[Object outline annotations]
........

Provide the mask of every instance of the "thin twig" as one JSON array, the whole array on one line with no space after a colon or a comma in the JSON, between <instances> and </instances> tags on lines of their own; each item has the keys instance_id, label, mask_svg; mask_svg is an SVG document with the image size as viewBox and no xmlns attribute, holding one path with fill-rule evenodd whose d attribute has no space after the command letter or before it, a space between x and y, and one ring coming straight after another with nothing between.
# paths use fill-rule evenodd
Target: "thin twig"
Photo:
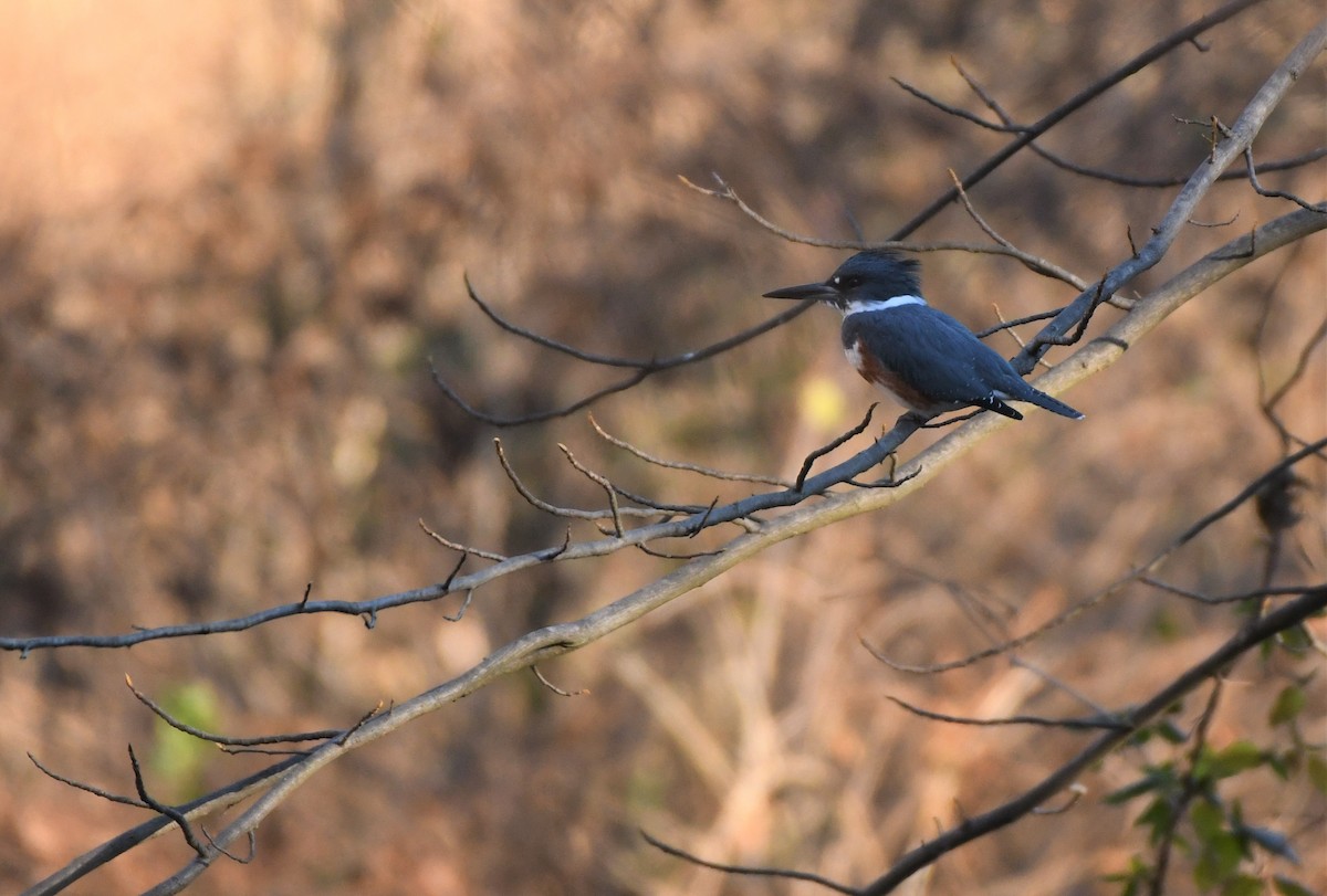
<instances>
[{"instance_id":1,"label":"thin twig","mask_svg":"<svg viewBox=\"0 0 1327 896\"><path fill-rule=\"evenodd\" d=\"M845 887L837 881L829 880L828 877L813 875L809 871L792 871L791 868L755 868L751 866L731 866L721 862L710 862L709 859L702 859L701 856L693 852L687 852L681 847L675 847L670 843L665 843L664 840L656 836L652 836L648 831L645 831L645 828L638 828L638 830L645 842L649 843L656 850L658 850L660 852L665 852L670 856L682 859L685 862L690 862L691 864L699 866L702 868L722 871L726 875L743 875L751 877L780 877L783 880L805 880L812 884L820 884L821 887L832 889L836 893L847 893L847 896L853 896L853 893L857 892L852 887Z\"/></svg>"},{"instance_id":2,"label":"thin twig","mask_svg":"<svg viewBox=\"0 0 1327 896\"><path fill-rule=\"evenodd\" d=\"M689 464L681 460L664 460L662 457L656 457L654 455L646 453L641 448L637 448L625 439L618 439L617 436L606 432L604 427L598 425L598 420L594 419L593 414L588 416L589 416L589 424L594 427L594 432L597 432L605 441L608 441L610 445L621 448L622 451L636 457L640 457L646 464L653 464L654 467L662 467L664 469L681 469L689 473L699 473L701 476L706 476L709 478L717 478L729 482L762 482L764 485L778 485L779 488L792 488L791 482L788 482L787 480L782 480L776 476L766 476L762 473L729 473L721 469L714 469L711 467L701 467L699 464Z\"/></svg>"}]
</instances>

........

PROBLEM TO WORK ON => Rewrite the data above with "Photo" changed to "Image" and nothing else altered. Leave the pictures out of your version.

PROBLEM SOLUTION =>
Provide the mask of every instance of the "thin twig" as one JSON array, the whole array on one line with no space after a colon or a comma in the JSON, between <instances> and </instances> tags on lines of their own; each item has the keys instance_id, label, mask_svg; mask_svg is an SVG document with the image size as viewBox and no xmlns attribute, holding one path with fill-rule evenodd whose d attribute has no space after the command letter or before it, a space between x and y, and one ring coming straight after another with nothing between.
# paths use fill-rule evenodd
Target: "thin twig"
Image:
<instances>
[{"instance_id":1,"label":"thin twig","mask_svg":"<svg viewBox=\"0 0 1327 896\"><path fill-rule=\"evenodd\" d=\"M845 887L837 881L829 880L828 877L813 875L809 871L792 871L791 868L755 868L751 866L731 866L721 862L710 862L709 859L702 859L701 856L693 852L687 852L681 847L675 847L670 843L665 843L664 840L656 836L652 836L648 831L645 831L645 828L638 828L638 830L645 842L649 843L656 850L658 850L660 852L665 852L670 856L682 859L685 862L690 862L691 864L699 866L702 868L722 871L726 875L743 875L751 877L780 877L783 880L805 880L812 884L820 884L821 887L832 889L836 893L847 893L847 896L853 896L853 893L857 892L852 887Z\"/></svg>"},{"instance_id":2,"label":"thin twig","mask_svg":"<svg viewBox=\"0 0 1327 896\"><path fill-rule=\"evenodd\" d=\"M689 464L681 460L664 460L662 457L656 457L654 455L646 453L641 448L637 448L625 439L618 439L617 436L606 432L604 427L598 425L598 420L594 419L593 414L588 416L589 416L589 424L594 427L594 432L597 432L605 441L608 441L610 445L621 448L622 451L636 457L640 457L646 464L653 464L654 467L662 467L664 469L681 469L689 473L699 473L701 476L706 476L709 478L717 478L729 482L762 482L764 485L778 485L779 488L792 488L791 482L788 482L787 480L782 480L776 476L766 476L762 473L729 473L721 469L714 469L711 467L701 467L699 464Z\"/></svg>"}]
</instances>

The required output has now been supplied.